→ PASSAGE SHOWN

==================================================

Re: A limit bug
- To: mathgroup at smc.vnet.net
- Subject: [mg84518] Re: [mg84511] A limit bug
- From: Andrzej Kozlowski <akoz at mimuw.edu.pl>
- Date: Tue, 1 Jan 2008 03:28:17 -0500 (EST)
- References: <200801010216.VAA08134@smc.vnet.net>
On 1 Jan 2008, at 11:16, David W.Cantrell wrote:
> A recent question in sci.math led to something which should also
> interest
> this group.
>
> The OP asked about the limit of (p + q)!/(p! q!) as both p and q
> increase
> without bound. And he said later
>
>> I wasn't sure about it because Mathematica gives me a limit of zero.
>> Isn't that strange?
>
> I responded as follows.
>
> ----------------------------------------------
>
> Well, it's a bug. I suppose that what you did in Mathematica was
> something
> like
>
> In[3]:= Limit[Limit[(p + q)!/(p! q!), q -> Infinity], p -> Infinity]
>
> Out[3]= 0
>
> But note that there is not any way -- well, at least none known to
> me -- in
> Mathematica to get a true general "two-variable" limit:
>
> limit f(x,y) as (x,y) -> (x0,y0)
>
> However, Mathematica can get a correct answer for your limit problem.

==================================================

→ INFORMATION GIVEN

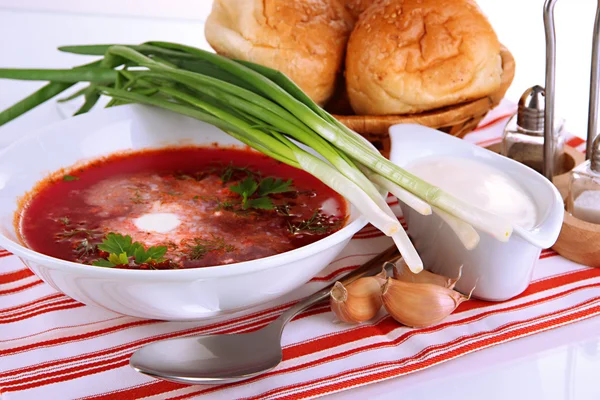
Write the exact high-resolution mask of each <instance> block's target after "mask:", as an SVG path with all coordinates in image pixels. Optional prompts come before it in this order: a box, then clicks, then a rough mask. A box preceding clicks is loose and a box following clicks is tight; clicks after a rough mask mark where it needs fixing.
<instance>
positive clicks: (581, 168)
mask: <svg viewBox="0 0 600 400" xmlns="http://www.w3.org/2000/svg"><path fill="white" fill-rule="evenodd" d="M567 211H569V212H570V213H571V214H572V215H573V216H574V217H575V218H578V219H580V220H583V221H587V222H591V223H594V224H600V135H597V136H596V139H594V141H593V145H592V154H591V156H590V158H589V159H588V160H587V161H586V162H584V163H582V164H580V165H578V166H577V167H576V168H575V169H574V170H573V171H572V172H571V179H570V182H569V196H568V198H567Z"/></svg>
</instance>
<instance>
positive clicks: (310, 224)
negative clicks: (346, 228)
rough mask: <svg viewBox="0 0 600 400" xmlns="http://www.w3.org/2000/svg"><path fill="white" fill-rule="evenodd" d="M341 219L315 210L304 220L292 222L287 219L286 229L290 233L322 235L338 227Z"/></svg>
mask: <svg viewBox="0 0 600 400" xmlns="http://www.w3.org/2000/svg"><path fill="white" fill-rule="evenodd" d="M341 223H342V220H340V219H333V218H331V217H327V216H325V215H323V214H322V213H321V210H315V212H314V213H313V215H312V216H311V217H310V218H309V219H306V220H303V221H300V222H296V223H292V222H290V221H288V231H289V232H290V233H291V234H292V235H299V234H303V233H308V234H315V235H324V234H326V233H329V232H331V231H332V230H336V229H338V228H339V227H340V225H341Z"/></svg>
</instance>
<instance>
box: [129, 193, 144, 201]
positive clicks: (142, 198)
mask: <svg viewBox="0 0 600 400" xmlns="http://www.w3.org/2000/svg"><path fill="white" fill-rule="evenodd" d="M129 199H130V200H131V202H132V203H135V204H140V203H143V202H144V199H143V198H142V195H141V194H140V191H139V190H138V189H135V192H134V194H133V197H130V198H129Z"/></svg>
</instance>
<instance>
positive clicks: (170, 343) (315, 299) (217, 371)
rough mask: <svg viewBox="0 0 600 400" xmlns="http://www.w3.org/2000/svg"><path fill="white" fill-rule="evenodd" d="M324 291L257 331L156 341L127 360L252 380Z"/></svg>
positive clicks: (380, 259)
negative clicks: (284, 335) (304, 312)
mask: <svg viewBox="0 0 600 400" xmlns="http://www.w3.org/2000/svg"><path fill="white" fill-rule="evenodd" d="M397 255H398V253H397V248H396V247H395V246H393V247H390V248H388V249H387V250H385V251H384V252H383V253H381V254H379V255H378V256H377V257H375V258H373V259H372V260H370V261H368V262H367V263H365V264H364V265H362V266H361V267H360V268H358V269H356V270H355V271H353V272H351V273H350V274H348V275H346V276H345V277H344V278H343V279H341V282H342V283H343V284H345V285H347V284H349V283H351V282H353V281H355V280H356V279H358V278H360V277H362V276H371V275H375V274H377V273H379V272H381V268H382V264H383V263H384V262H385V261H388V260H390V259H392V258H393V257H396V256H397ZM330 290H331V286H329V287H327V288H325V289H323V290H320V291H318V292H316V293H315V294H313V295H312V296H309V297H307V298H306V299H304V300H302V301H300V302H298V303H296V304H295V305H294V306H292V307H291V308H290V309H288V310H287V311H285V312H284V313H283V314H281V315H280V316H279V318H277V319H276V320H275V321H273V322H271V323H270V324H269V325H267V326H265V327H264V328H262V329H260V330H258V331H254V332H251V333H236V334H222V335H208V336H191V337H182V338H176V339H169V340H163V341H159V342H156V343H152V344H149V345H147V346H144V347H142V348H140V349H139V350H137V351H136V352H135V353H133V355H132V356H131V359H130V360H129V364H130V365H131V366H132V367H133V368H134V369H135V370H137V371H138V372H141V373H144V374H147V375H150V376H153V377H156V378H160V379H164V380H167V381H172V382H178V383H185V384H222V383H229V382H236V381H241V380H244V379H249V378H252V377H254V376H257V375H260V374H262V373H265V372H267V371H270V370H272V369H273V368H275V367H276V366H277V365H278V364H279V363H280V362H281V359H282V349H281V334H282V332H283V328H284V327H285V325H286V324H287V323H288V322H289V321H290V320H291V319H292V318H293V317H294V316H295V315H296V314H298V313H299V312H301V311H303V310H305V309H307V308H308V307H310V306H311V305H313V304H315V303H317V302H319V301H321V300H323V299H325V298H327V297H328V296H329V292H330Z"/></svg>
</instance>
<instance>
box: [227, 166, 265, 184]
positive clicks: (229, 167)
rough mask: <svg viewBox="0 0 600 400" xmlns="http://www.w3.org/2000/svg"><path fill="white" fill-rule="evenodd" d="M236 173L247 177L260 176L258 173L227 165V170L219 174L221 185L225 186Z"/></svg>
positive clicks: (247, 168) (253, 176)
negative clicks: (244, 175)
mask: <svg viewBox="0 0 600 400" xmlns="http://www.w3.org/2000/svg"><path fill="white" fill-rule="evenodd" d="M236 172H237V173H243V174H246V176H248V177H255V176H260V173H258V172H254V171H251V170H250V169H248V168H246V167H235V166H234V165H233V163H229V165H228V166H227V168H225V171H223V173H222V174H221V181H222V182H223V184H226V183H228V182H229V181H230V180H232V179H233V177H234V175H235V173H236Z"/></svg>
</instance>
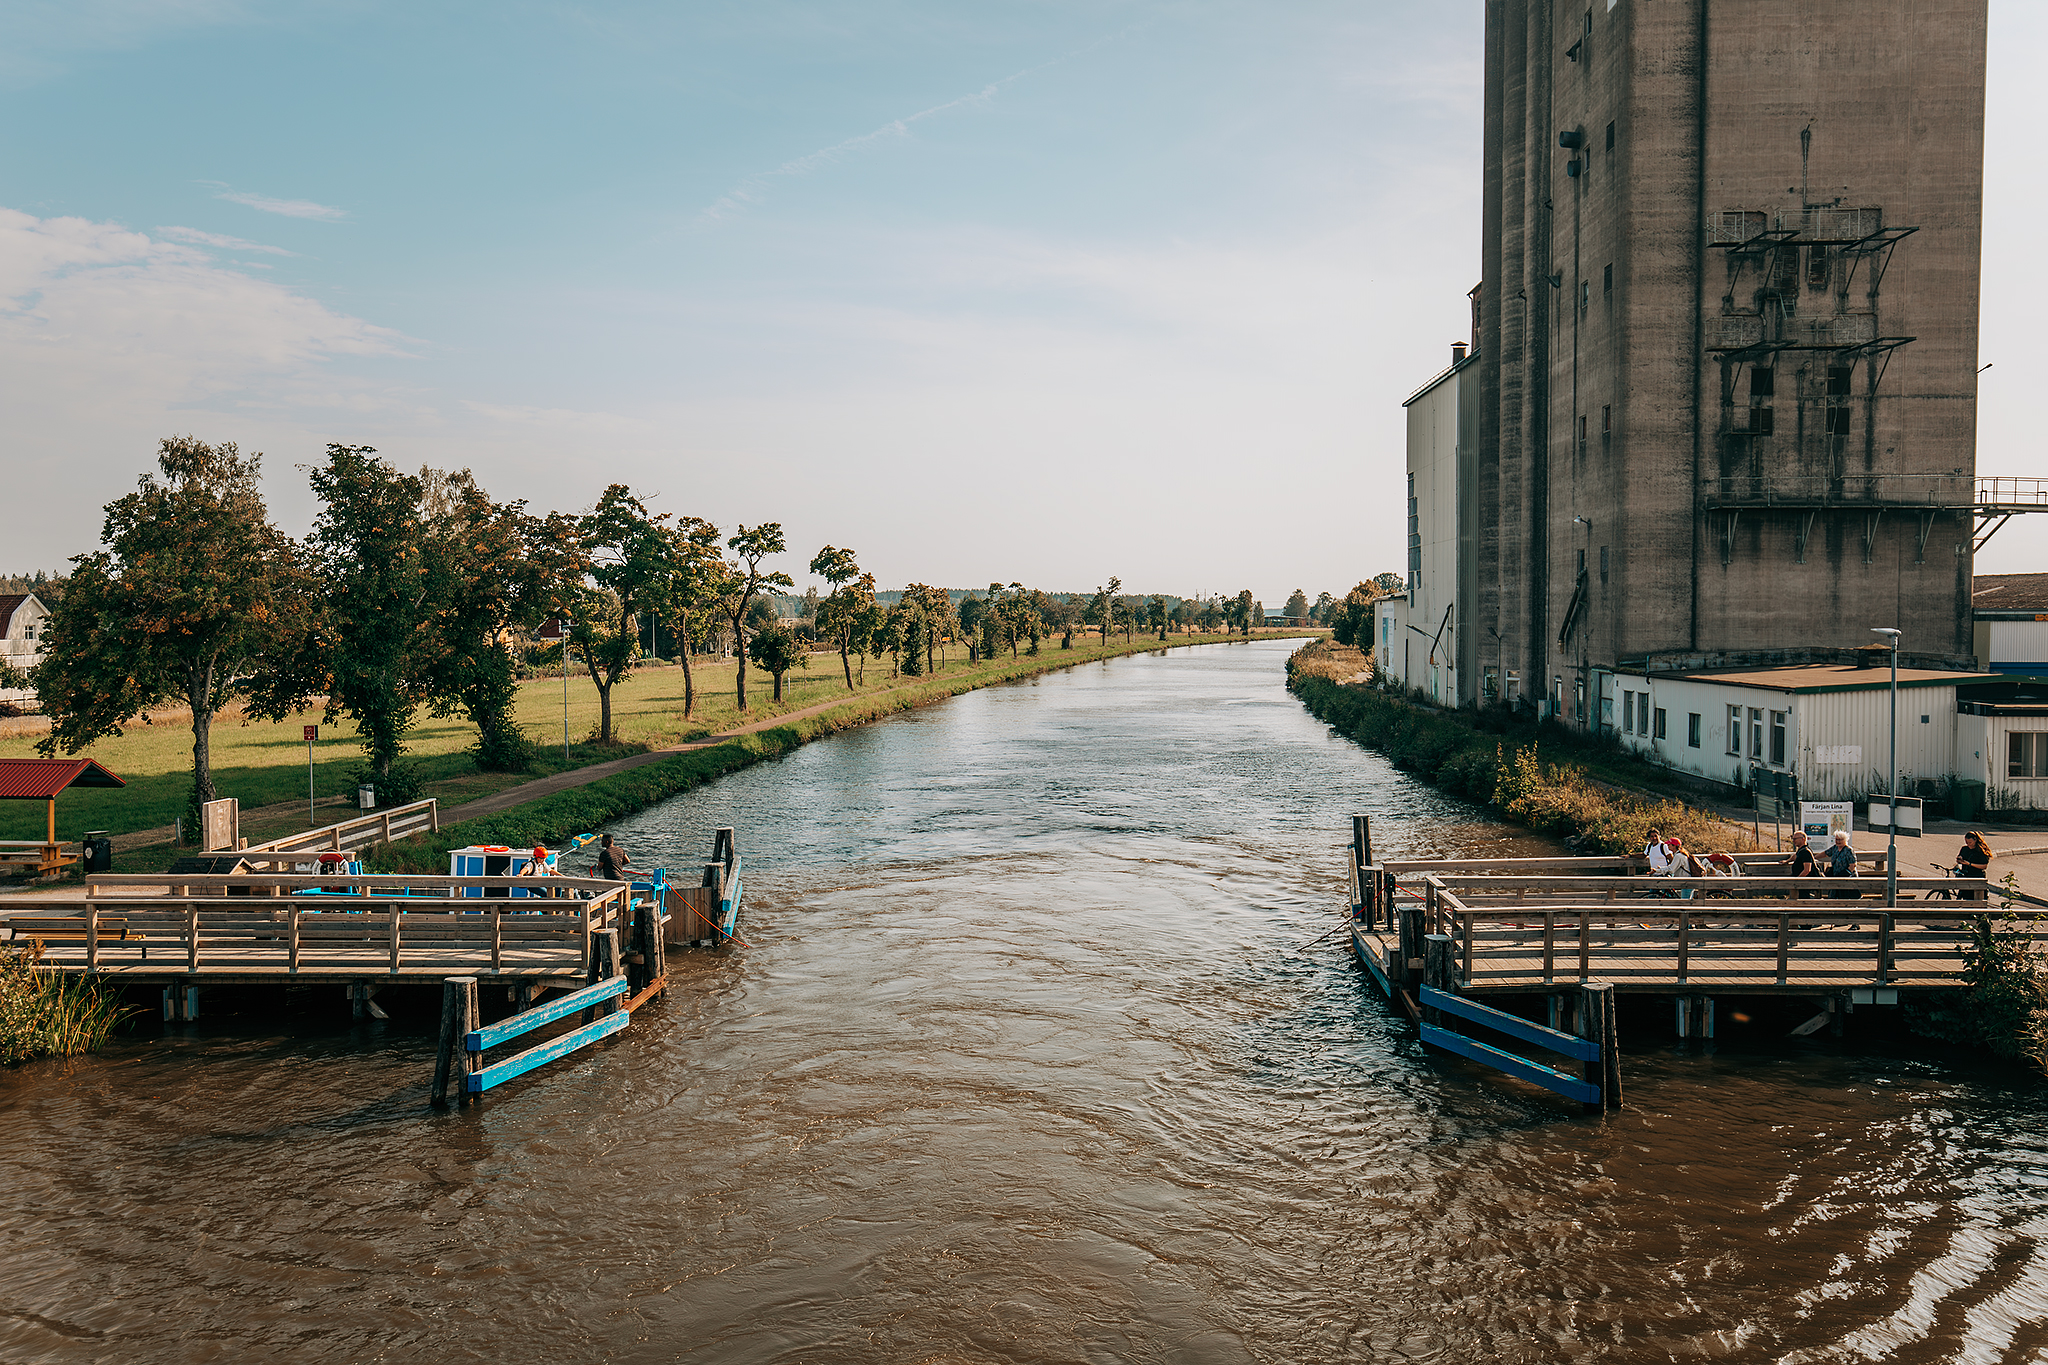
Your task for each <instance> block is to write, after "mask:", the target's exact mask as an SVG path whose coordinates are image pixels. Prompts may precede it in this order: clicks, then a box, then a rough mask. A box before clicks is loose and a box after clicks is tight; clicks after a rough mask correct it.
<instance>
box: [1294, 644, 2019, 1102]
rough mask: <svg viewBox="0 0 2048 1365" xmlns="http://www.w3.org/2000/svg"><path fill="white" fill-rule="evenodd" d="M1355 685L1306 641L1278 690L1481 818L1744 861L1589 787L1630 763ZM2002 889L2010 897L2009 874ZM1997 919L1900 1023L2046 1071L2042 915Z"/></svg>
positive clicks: (1495, 719) (1691, 816) (1586, 838)
mask: <svg viewBox="0 0 2048 1365" xmlns="http://www.w3.org/2000/svg"><path fill="white" fill-rule="evenodd" d="M1362 675H1370V659H1368V655H1364V653H1362V651H1358V649H1350V647H1343V645H1337V643H1333V641H1313V643H1309V645H1305V647H1303V649H1298V651H1296V653H1294V655H1292V657H1290V659H1288V690H1290V692H1294V696H1296V698H1300V702H1303V706H1307V708H1309V712H1311V714H1313V716H1315V718H1319V720H1323V722H1327V724H1329V726H1331V729H1335V731H1339V733H1343V735H1348V737H1352V739H1356V741H1358V743H1362V745H1366V747H1370V749H1378V751H1380V753H1384V755H1386V759H1389V761H1391V763H1393V765H1395V767H1401V769H1403V772H1409V774H1415V776H1417V778H1421V780H1423V782H1430V784H1432V786H1438V788H1442V790H1446V792H1450V794H1454V796H1462V798H1466V800H1473V802H1479V804H1485V806H1493V808H1495V810H1499V812H1501V814H1503V817H1505V819H1509V821H1513V823H1518V825H1524V827H1528V829H1536V831H1542V833H1552V835H1561V837H1565V839H1569V841H1571V843H1575V845H1579V847H1585V849H1595V851H1602V853H1634V851H1638V849H1640V847H1642V833H1645V831H1647V829H1651V827H1655V829H1661V831H1663V833H1667V835H1677V837H1679V839H1683V841H1686V847H1690V849H1702V851H1704V849H1729V851H1749V849H1755V841H1753V839H1751V837H1749V835H1747V833H1743V831H1739V829H1735V827H1733V825H1729V823H1724V821H1720V819H1718V817H1714V814H1712V812H1708V810H1698V808H1694V806H1688V804H1686V802H1683V800H1677V798H1655V796H1640V794H1634V792H1626V790H1620V788H1616V786H1614V782H1610V780H1604V778H1599V776H1595V774H1593V763H1595V761H1597V763H1604V765H1606V767H1608V772H1610V776H1612V778H1618V780H1626V778H1636V780H1657V774H1651V772H1645V774H1634V772H1626V769H1622V772H1616V769H1618V767H1620V765H1622V763H1632V759H1624V757H1620V755H1614V753H1612V749H1610V747H1606V745H1602V743H1599V741H1585V739H1581V737H1575V735H1571V733H1569V731H1563V729H1561V726H1542V724H1536V722H1526V720H1513V718H1509V716H1501V714H1487V716H1470V714H1452V712H1444V710H1438V708H1432V706H1421V704H1415V702H1409V700H1407V698H1403V696H1399V694H1395V692H1389V690H1382V688H1374V686H1372V684H1370V681H1354V679H1358V677H1362ZM1544 749H1548V753H1550V757H1544V753H1542V751H1544ZM1638 767H1640V765H1638ZM2005 890H2007V892H2013V890H2015V888H2013V878H2011V874H2007V878H2005ZM2001 909H2003V911H2005V917H2003V919H1999V921H1982V923H1978V927H1976V931H1974V941H1972V943H1970V945H1968V948H1966V950H1964V954H1962V956H1964V980H1966V982H1968V984H1966V986H1964V988H1960V990H1939V993H1931V995H1927V997H1919V999H1915V1001H1913V1003H1909V1005H1907V1009H1905V1017H1907V1023H1909V1027H1913V1029H1915V1031H1917V1033H1921V1036H1925V1038H1935V1040H1942V1042H1952V1044H1964V1046H1972V1048H1985V1050H1987V1052H1991V1054H1993V1056H1999V1058H2005V1060H2009V1062H2021V1064H2025V1066H2032V1068H2034V1070H2040V1072H2048V958H2044V954H2042V950H2040V948H2036V945H2034V937H2032V935H2034V933H2038V931H2040V929H2042V923H2044V917H2040V915H2028V913H2015V902H2013V898H2011V894H2007V898H2005V902H2003V907H2001Z"/></svg>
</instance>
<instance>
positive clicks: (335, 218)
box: [215, 190, 348, 223]
mask: <svg viewBox="0 0 2048 1365" xmlns="http://www.w3.org/2000/svg"><path fill="white" fill-rule="evenodd" d="M215 199H225V201H227V203H231V205H244V207H248V209H258V211H262V213H283V215H285V217H289V219H315V221H322V223H332V221H336V219H344V217H348V211H346V209H330V207H328V205H315V203H313V201H311V199H270V196H268V194H250V192H248V190H221V192H219V194H215Z"/></svg>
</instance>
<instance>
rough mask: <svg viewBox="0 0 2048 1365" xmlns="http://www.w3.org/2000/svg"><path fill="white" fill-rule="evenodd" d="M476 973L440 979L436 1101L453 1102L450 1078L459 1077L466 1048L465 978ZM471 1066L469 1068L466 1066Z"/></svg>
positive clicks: (454, 1077) (436, 1063)
mask: <svg viewBox="0 0 2048 1365" xmlns="http://www.w3.org/2000/svg"><path fill="white" fill-rule="evenodd" d="M465 980H475V978H473V976H449V978H444V980H442V982H440V1052H436V1054H434V1095H432V1103H436V1105H446V1103H449V1081H451V1078H455V1058H457V1056H459V1054H461V1052H463V982H465ZM465 1070H467V1068H465Z"/></svg>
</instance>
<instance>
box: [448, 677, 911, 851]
mask: <svg viewBox="0 0 2048 1365" xmlns="http://www.w3.org/2000/svg"><path fill="white" fill-rule="evenodd" d="M926 681H930V679H926ZM913 686H924V684H922V681H920V684H913ZM905 690H907V688H885V690H883V692H866V694H860V692H848V694H846V696H840V698H834V700H829V702H819V704H815V706H805V708H803V710H784V712H780V714H774V716H766V718H762V720H754V722H750V724H741V726H737V729H731V731H721V733H719V735H711V737H709V739H692V741H690V743H686V745H672V747H668V749H649V751H647V753H629V755H627V757H623V759H606V761H604V763H592V765H588V767H571V769H569V772H559V774H555V776H551V778H535V780H532V782H520V784H518V786H508V788H506V790H502V792H492V794H489V796H479V798H477V800H465V802H463V804H461V806H451V808H446V810H442V812H440V823H442V825H444V827H446V825H457V823H461V821H473V819H477V817H483V814H498V812H500V810H510V808H512V806H524V804H526V802H528V800H541V798H543V796H553V794H555V792H567V790H569V788H578V786H588V784H592V782H596V780H600V778H610V776H612V774H623V772H631V769H635V767H645V765H647V763H659V761H662V759H666V757H674V755H678V753H690V751H694V749H711V747H713V745H723V743H725V741H729V739H739V737H741V735H754V733H756V731H770V729H774V726H778V724H786V722H788V720H799V718H803V716H815V714H817V712H821V710H829V708H831V706H844V704H846V702H854V700H862V698H885V696H891V694H895V692H905Z"/></svg>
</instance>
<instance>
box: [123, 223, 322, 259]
mask: <svg viewBox="0 0 2048 1365" xmlns="http://www.w3.org/2000/svg"><path fill="white" fill-rule="evenodd" d="M156 231H158V233H160V235H164V237H170V239H172V241H184V244H186V246H217V248H221V250H223V252H262V254H264V256H297V252H287V250H285V248H281V246H264V244H262V241H244V239H242V237H225V235H221V233H217V231H201V229H197V227H158V229H156ZM264 268H266V270H268V266H264Z"/></svg>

==================================================

→ QUESTIONS
(1) Translate this sentence from the mathgroup post into Spanish: "However, Mathematica can get a correct answer for your limit problem."
(2) List the field names used in the header lines at the top of the mathgroup post.
(3) In the mathgroup post, what value is shown for Out[3]?
The records are separate material from the mathgroup post.

→ ANSWERS FOR THIS EXERCISE
(1) Sin embargo, Mathematica puede obtener una respuesta correcta para tu problema de límite.

(2) To, Subject, From, Date, References

(3) 0